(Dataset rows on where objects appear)
▶

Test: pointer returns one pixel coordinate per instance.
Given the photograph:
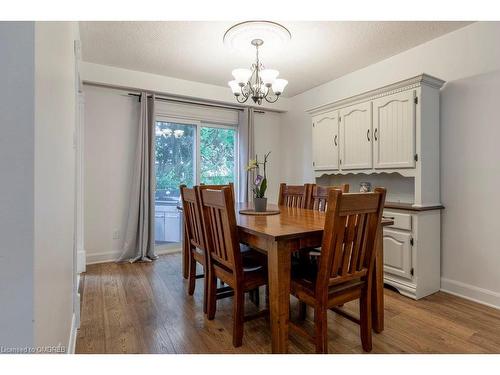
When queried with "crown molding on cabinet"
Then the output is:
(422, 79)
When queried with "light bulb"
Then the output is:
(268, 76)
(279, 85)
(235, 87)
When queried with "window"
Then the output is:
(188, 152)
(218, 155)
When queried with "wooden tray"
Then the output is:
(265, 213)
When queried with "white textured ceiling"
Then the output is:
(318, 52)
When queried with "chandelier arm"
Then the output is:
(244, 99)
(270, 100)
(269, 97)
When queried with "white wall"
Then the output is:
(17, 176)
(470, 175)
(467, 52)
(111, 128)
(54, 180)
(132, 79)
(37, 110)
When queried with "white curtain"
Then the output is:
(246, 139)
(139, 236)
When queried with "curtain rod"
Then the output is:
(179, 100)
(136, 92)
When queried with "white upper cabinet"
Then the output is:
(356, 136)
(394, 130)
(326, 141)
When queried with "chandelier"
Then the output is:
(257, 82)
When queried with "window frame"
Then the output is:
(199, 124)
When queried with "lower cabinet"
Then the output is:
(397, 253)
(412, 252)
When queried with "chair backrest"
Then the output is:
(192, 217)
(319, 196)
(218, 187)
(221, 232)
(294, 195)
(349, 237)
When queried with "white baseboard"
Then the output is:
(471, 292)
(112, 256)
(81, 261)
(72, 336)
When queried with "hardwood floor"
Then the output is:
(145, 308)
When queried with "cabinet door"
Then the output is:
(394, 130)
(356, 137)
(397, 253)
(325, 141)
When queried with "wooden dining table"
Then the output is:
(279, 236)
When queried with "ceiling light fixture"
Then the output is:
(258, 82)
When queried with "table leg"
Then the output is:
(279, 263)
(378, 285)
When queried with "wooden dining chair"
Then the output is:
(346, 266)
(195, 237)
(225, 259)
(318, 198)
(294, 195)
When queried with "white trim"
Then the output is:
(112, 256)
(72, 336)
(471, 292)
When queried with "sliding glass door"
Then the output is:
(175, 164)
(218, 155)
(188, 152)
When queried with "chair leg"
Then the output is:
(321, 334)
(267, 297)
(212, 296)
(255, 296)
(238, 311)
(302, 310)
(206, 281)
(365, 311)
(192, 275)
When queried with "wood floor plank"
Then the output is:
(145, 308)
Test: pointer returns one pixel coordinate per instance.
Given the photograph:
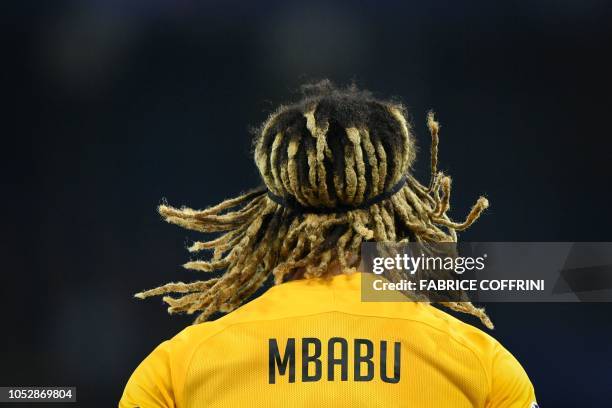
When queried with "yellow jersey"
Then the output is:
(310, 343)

◀
▶

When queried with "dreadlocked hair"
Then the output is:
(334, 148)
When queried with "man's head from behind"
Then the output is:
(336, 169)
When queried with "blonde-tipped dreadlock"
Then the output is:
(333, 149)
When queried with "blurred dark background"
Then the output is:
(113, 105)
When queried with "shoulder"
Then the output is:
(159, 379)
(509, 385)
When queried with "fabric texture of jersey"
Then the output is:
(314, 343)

◀

Goal: Which lines in the data contain the word "jersey"? Pick out each of them and copy it.

The answer:
When queried with "yellow jersey"
When queried with "fabric texture of jersey"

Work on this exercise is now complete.